抜粋
---

地図を見ると薬王院橋の少し南で天王新堀からの分流がみえる。上述の平沼落の溜井、堰らしきものがあった。

琵琶溜井に向かう
葛西用水に沿って小さな水路が並走するが、その水路は天王堀川から分かれた平沼落川ではあろう。少し東に進み流路を南に変えて青葉1丁目と5丁目の境目へと続く水路が見える。
葛西用水は東に向かい大きく弧を描く。途中で、たまや橋、だいにち橋、へいせい橋と続き、県道153号に架かるさいわい橋を越え、べんてん橋を過ぎると 水路が心持ち広くなってくる。琵琶溜井分水工が近づいてきた。

琵琶溜井分水工
ゲートを設けた分水堰が見える。かつての琵琶溜井はこの辺りにあったのだろう。万治3年(1660)に琵琶溜井が設けられた頃は溜池に設けた樋管から中郷用水と南側用水に分水していたとのことだが、現在はコンクリートの隔壁による直流式の定比分水路となっている。昭和37年(1962)に改修されたようだ。 用水への分水量を巡る諍いのもととなった番水制度(取水地域と時間の管理)も廃止された。琵琶溜井分水工の右岸に水路改良記記念館があるが門は締め切られていた(通常締め切られているようである)。
琵琶溜井
既にメモしたが、大雑把にまとめると、承応3年(1654)には利根川東遷による関東平野の治水と利水の安定ともない古利根川左岸から旧庄内川の右岸一体の水田開発も進むが、水源を池沼にゆだねていた幸手領(幸手市,杉戸町,春日部市,鷲宮町)においては用水不足をきたすようになる。
その水源として求めたのが東遷事業の完了した利根川である。万治3年(1660)に古利根川本川の本川俣地点に圦樋を設けて南東に水路を開削し,会の川の旧河道を流し,川口地点に川口溜井を造り,権現堂川(島川)筋の加用水として北側用水を開削。

---

提示資料

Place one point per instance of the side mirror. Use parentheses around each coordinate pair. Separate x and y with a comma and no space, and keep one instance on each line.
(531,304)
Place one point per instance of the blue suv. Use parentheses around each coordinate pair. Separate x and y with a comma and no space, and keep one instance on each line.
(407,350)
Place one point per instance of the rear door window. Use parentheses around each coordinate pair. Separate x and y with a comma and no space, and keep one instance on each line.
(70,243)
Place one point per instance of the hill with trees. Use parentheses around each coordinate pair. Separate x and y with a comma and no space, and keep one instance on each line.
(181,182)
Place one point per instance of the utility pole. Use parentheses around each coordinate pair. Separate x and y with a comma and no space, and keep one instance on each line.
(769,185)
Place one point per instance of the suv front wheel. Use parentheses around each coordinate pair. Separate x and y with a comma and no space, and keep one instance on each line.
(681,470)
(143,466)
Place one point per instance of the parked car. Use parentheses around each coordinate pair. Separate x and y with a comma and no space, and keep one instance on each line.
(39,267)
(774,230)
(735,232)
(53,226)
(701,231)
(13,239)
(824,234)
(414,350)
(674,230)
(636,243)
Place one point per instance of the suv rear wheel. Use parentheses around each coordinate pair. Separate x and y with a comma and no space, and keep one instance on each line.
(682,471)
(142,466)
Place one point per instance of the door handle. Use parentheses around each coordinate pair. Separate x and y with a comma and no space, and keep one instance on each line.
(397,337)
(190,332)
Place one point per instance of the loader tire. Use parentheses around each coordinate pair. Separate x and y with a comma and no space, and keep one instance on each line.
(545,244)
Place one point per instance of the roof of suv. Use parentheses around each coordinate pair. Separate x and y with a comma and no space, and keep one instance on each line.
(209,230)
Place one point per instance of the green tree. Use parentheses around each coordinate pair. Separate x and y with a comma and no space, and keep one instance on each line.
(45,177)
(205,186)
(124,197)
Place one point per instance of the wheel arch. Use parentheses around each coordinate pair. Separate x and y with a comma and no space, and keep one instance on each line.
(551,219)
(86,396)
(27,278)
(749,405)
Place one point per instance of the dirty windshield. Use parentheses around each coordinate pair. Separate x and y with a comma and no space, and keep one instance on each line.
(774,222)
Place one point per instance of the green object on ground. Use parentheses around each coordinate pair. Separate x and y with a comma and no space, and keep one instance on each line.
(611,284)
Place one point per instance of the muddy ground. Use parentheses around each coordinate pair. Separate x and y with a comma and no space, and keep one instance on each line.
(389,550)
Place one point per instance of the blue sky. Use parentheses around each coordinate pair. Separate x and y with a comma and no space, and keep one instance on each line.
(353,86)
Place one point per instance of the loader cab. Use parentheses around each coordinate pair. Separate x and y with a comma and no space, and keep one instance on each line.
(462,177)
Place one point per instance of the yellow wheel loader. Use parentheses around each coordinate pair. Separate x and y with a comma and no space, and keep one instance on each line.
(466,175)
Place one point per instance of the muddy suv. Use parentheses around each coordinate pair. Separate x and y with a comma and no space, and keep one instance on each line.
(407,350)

---

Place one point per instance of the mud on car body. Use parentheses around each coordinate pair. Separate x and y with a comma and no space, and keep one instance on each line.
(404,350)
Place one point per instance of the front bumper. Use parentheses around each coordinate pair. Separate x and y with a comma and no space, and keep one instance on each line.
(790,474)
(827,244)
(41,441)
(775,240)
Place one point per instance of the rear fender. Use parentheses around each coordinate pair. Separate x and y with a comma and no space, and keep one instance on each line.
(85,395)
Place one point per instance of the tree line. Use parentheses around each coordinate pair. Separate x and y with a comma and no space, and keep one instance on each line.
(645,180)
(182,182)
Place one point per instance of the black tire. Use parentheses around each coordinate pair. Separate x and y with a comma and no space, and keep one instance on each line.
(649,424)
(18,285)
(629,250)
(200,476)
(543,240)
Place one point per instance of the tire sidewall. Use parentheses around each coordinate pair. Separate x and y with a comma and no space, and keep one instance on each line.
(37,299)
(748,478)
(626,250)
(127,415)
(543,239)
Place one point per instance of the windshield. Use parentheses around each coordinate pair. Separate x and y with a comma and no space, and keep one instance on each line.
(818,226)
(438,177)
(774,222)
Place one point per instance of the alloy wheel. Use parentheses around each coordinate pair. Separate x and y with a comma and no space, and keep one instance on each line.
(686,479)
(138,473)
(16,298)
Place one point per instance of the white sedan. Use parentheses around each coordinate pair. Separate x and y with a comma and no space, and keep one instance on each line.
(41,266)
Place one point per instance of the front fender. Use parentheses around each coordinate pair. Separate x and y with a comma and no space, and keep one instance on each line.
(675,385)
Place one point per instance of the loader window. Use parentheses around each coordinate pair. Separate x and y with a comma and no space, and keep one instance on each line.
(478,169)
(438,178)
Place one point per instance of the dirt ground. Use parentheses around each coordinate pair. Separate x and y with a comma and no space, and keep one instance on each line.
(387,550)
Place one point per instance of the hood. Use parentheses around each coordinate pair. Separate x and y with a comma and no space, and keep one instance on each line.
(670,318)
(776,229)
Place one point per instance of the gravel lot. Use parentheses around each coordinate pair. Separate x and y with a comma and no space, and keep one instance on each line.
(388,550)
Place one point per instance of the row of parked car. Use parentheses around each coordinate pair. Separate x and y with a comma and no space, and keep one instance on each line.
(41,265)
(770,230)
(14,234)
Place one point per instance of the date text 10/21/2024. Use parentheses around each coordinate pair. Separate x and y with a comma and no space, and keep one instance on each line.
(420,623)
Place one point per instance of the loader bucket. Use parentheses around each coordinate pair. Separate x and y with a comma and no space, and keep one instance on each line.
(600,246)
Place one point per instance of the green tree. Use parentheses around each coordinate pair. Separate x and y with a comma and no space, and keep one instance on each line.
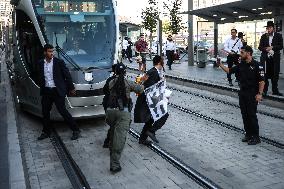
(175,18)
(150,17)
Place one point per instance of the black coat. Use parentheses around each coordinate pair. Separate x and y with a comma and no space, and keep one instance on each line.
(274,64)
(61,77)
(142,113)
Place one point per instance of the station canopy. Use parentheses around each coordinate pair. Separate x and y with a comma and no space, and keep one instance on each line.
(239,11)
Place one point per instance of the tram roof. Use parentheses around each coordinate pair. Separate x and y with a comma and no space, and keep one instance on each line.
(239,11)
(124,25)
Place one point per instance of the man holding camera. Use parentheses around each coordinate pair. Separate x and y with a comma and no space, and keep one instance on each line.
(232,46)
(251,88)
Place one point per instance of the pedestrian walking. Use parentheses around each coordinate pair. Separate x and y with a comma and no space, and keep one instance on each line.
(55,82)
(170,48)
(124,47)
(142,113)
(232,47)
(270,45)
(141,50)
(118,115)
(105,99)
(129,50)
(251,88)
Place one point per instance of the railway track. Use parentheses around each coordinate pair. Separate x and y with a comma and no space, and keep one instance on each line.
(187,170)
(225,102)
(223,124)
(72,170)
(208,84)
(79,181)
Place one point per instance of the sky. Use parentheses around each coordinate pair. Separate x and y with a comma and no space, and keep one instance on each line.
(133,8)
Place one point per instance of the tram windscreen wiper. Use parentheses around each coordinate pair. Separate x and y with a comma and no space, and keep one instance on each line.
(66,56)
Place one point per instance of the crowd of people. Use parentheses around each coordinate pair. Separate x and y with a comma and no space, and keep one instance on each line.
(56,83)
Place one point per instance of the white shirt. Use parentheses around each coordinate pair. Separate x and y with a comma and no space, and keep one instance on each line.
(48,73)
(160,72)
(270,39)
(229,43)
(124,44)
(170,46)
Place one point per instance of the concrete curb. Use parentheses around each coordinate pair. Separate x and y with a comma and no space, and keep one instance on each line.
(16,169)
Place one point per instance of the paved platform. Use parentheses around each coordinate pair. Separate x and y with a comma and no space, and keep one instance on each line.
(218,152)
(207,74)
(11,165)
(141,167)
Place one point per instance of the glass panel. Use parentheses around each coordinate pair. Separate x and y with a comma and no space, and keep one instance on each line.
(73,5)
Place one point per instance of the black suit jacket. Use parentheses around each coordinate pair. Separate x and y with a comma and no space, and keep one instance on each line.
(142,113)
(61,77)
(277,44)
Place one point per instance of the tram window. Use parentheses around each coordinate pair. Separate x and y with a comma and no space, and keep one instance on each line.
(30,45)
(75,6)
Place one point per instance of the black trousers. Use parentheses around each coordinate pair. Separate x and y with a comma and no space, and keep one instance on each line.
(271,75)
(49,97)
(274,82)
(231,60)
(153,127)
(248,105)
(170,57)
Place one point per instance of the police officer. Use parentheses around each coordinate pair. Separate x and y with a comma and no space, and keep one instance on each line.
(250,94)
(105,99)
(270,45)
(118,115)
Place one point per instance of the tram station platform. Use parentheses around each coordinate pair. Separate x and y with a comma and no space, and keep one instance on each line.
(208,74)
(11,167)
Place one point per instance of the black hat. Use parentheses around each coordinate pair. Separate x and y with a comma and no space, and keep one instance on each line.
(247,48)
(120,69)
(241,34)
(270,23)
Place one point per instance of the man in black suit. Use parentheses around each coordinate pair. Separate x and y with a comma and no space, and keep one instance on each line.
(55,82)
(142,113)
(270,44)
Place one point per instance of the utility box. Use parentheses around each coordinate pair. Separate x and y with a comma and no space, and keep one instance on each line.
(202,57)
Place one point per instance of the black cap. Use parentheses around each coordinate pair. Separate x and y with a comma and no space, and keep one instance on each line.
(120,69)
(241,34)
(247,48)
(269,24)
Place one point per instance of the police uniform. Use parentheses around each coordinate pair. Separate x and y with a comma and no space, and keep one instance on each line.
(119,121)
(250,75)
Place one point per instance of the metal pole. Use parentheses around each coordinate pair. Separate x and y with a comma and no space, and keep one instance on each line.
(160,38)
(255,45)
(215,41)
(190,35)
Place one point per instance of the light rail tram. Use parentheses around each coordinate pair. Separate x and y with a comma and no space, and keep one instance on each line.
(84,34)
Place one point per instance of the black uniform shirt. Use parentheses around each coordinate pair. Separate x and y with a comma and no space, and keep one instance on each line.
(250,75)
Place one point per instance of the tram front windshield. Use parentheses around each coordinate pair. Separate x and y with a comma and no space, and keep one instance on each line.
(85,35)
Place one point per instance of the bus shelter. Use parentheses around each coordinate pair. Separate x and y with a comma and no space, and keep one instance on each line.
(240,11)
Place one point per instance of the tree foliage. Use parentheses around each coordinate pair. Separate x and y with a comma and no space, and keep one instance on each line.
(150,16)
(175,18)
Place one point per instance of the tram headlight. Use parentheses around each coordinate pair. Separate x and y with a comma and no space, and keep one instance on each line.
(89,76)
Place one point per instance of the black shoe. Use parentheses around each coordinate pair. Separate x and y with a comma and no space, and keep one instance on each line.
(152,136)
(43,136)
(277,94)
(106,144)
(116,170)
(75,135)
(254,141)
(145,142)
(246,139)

---

目的
上の葛西用水の抜粋から、「葛西用水は東に向かい大きく弧」を含む語句で始まり「加用水として北側用水を開削。」の後で終わる部分を、一字も変えずに書き出しなさい。

解答
葛西用水は東に向かい大きく弧を描く。途中で、たまや橋、だいにち橋、へいせい橋と続き、県道153号に架かるさいわい橋を越え、べんてん橋を過ぎると 水路が心持ち広くなってくる。琵琶溜井分水工が近づいてきた。

琵琶溜井分水工
ゲートを設けた分水堰が見える。かつての琵琶溜井はこの辺りにあったのだろう。万治3年(1660)に琵琶溜井が設けられた頃は溜池に設けた樋管から中郷用水と南側用水に分水していたとのことだが、現在はコンクリートの隔壁による直流式の定比分水路となっている。昭和37年(1962)に改修されたようだ。 用水への分水量を巡る諍いのもととなった番水制度(取水地域と時間の管理)も廃止された。琵琶溜井分水工の右岸に水路改良記記念館があるが門は締め切られていた(通常締め切られているようである)。
琵琶溜井
既にメモしたが、大雑把にまとめると、承応3年(1654)には利根川東遷による関東平野の治水と利水の安定ともない古利根川左岸から旧庄内川の右岸一体の水田開発も進むが、水源を池沼にゆだねていた幸手領(幸手市,杉戸町,春日部市,鷲宮町)においては用水不足をきたすようになる。
その水源として求めたのが東遷事業の完了した利根川である。万治3年(1660)に古利根川本川の本川俣地点に圦樋を設けて南東に水路を開削し,会の川の旧河道を流し,川口地点に川口溜井を造り,権現堂川(島川)筋の加用水として北側用水を開削。